* **Text**
Building A Stepper Driver

[TBJ] is building what he calls a junkbox 3D printer. You can probably guess that he’s trying to salvage most of the parts for the device, and after pulling a stepper motor from an old printer he was in need of a way to control it. What he came up with is a stepper driver that uses discrete components that are easy to acquire and inexpensive. The design calls for two inputs, one that toggles the direction in which the motor will spin, and the other that triggers one step of the motor. A CD4013 dual flip-flop takes care of both of these inputs in one chip package.

The motor is driven by a pair of H-bridges that he built using six transistors each. The trick with a stepper motor is that you need to drive the four poles of the motor to a specific logic level at a specific time. For this [TBJ] uses a CD4017 decade counter. A network of diodes grounds half of the output lines based on the flip-flop that controls direction. Our friend the 555 timer provides a clock for the circuit, keeping everything moving at a predefined rate. Check out the video after the break for an explanation and demonstration.

[youtube=http://www.youtube.com/watch?v=Y2fGj9A0MQI&w=470]

8 thoughts on “Building A Stepper Driver

  1. I gave it a good laugh when i read about shorting some outputs to ground… the design is poorly made, i don’t understand why he didn’t go for one of the popular designs out there. There are some built around a 4028 and some other logic ICs. Please, don’t tell me they need to be salvaged, they are dirt cheap.

  2. You could probably save some space in this design by eliminating the second set of 8 diodes coming from the 4017 outputs. All you would have to do is move their connections to the other side of the existing diodes. I’ve worked with the 4017 IC when I built a kequencer, and they are only needed to protect the chip. Nothing more, nothing less.

  3. This could be done simpler with one 74HC86 (quad XOR) and 74HC74 (dual D flipflop). Use a 555 for the stepping pulses. Offcourse the 74HC74 outputs need to be buffered with an ULN style octal darlington.

    But still, different take on a common problem. Using a counter is nifty. I wonder if its 4 clocks per step or 8?

    @Roman Dulgarov: Hahaha ;-).

  4. I’m sorry, but this is just a horrible design.

    Not only is it overly complicated, but it’s a real misuse and abuse of the logic elements.
    (I suspect that it doesn’t even do what the author thinks it does in the manner he thinks it does it.)

    There are many inputs with 1Mohm resistors to ground, that are totally unnecessary.

* **List of tasks**
A – Before the reader comments begin on the stepper driver page, which chips are identified by a part number? List each one.
B – Reproduce the stepper driver page word for word from "But still, different" to "the logic elements.".
Work from the stepper driver page alone.

* **Items listed in a dataset**
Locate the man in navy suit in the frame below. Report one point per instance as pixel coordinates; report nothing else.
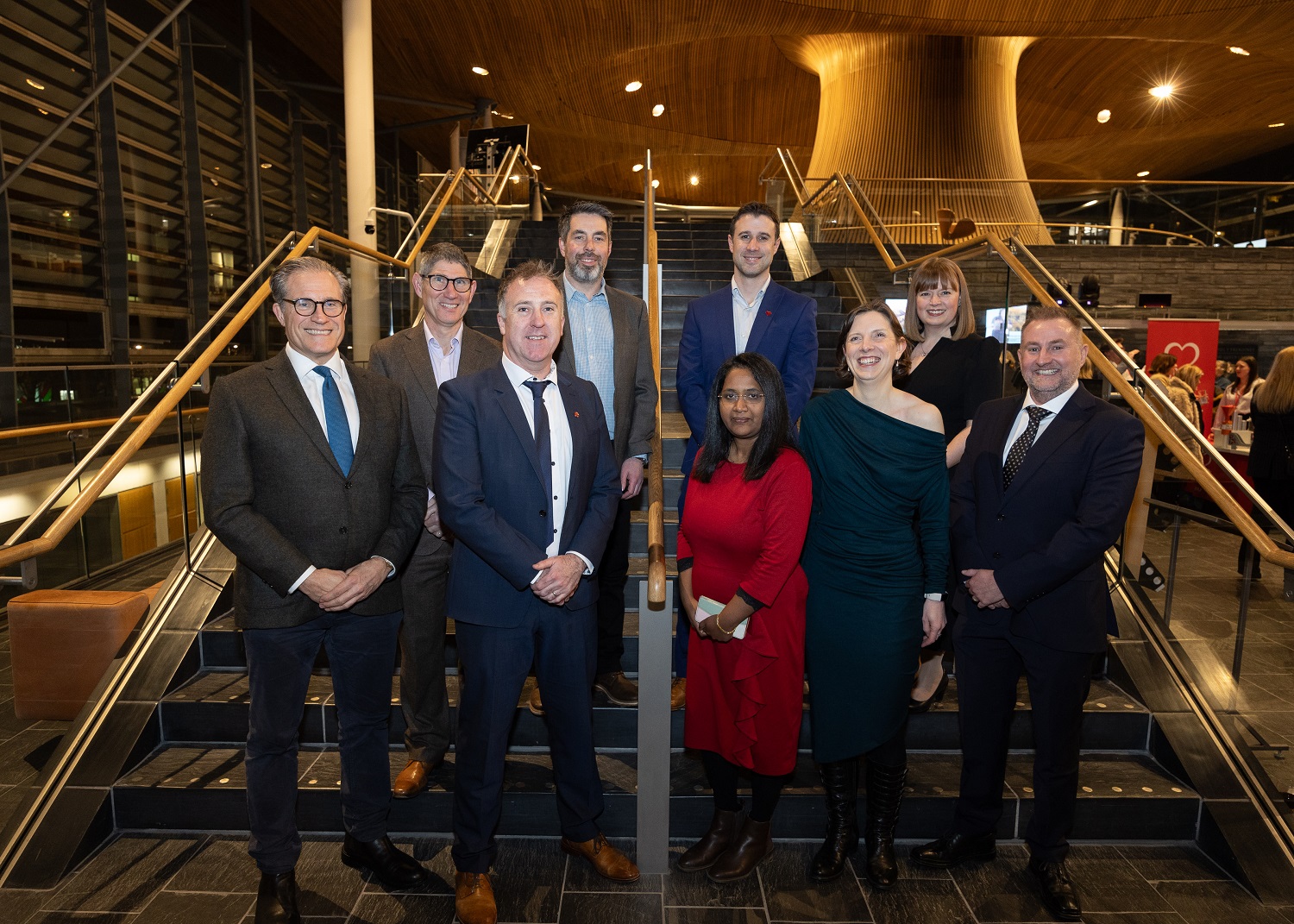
(1042, 491)
(528, 484)
(751, 315)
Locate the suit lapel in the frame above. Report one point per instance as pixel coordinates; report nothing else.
(763, 317)
(284, 380)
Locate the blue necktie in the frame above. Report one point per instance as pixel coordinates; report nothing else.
(338, 427)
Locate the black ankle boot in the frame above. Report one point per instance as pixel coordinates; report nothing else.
(884, 795)
(840, 781)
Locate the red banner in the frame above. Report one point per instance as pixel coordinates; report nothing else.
(1193, 343)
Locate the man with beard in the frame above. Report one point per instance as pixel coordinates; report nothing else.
(607, 342)
(1042, 492)
(752, 315)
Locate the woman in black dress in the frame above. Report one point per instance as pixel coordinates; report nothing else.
(957, 370)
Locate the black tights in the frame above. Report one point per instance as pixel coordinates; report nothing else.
(722, 776)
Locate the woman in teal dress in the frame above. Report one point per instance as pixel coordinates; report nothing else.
(876, 556)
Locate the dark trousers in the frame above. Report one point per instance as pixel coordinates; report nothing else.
(988, 672)
(422, 655)
(360, 651)
(562, 646)
(612, 574)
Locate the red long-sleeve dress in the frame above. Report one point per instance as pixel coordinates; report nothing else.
(744, 698)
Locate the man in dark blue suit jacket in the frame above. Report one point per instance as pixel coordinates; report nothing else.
(751, 315)
(1042, 491)
(528, 484)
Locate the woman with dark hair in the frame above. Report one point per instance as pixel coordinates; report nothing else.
(957, 370)
(876, 556)
(739, 577)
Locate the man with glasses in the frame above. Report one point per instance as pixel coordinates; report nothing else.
(607, 342)
(422, 359)
(311, 479)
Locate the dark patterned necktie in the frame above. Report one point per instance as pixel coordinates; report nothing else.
(1021, 445)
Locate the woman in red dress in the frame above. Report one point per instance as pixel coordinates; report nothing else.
(739, 545)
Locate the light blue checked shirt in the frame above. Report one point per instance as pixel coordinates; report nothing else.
(594, 344)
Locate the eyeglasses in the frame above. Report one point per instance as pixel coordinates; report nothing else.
(437, 282)
(307, 307)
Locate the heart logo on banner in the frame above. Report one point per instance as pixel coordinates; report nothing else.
(1179, 349)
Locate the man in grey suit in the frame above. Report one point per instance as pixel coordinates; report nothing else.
(311, 479)
(421, 360)
(607, 342)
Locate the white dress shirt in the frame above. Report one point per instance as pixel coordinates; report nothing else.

* **Outputs by task**
A – CD4013, CD4017, 555

B –
But still, different take on a common problem. Using a counter is nifty. I wonder if its 4 clocks per step or 8?

    @Roman Dulgarov: Hahaha ;-).

  4. I’m sorry, but this is just a horrible design.

    Not only is it overly complicated, but it’s a real misuse and abuse of the logic elements.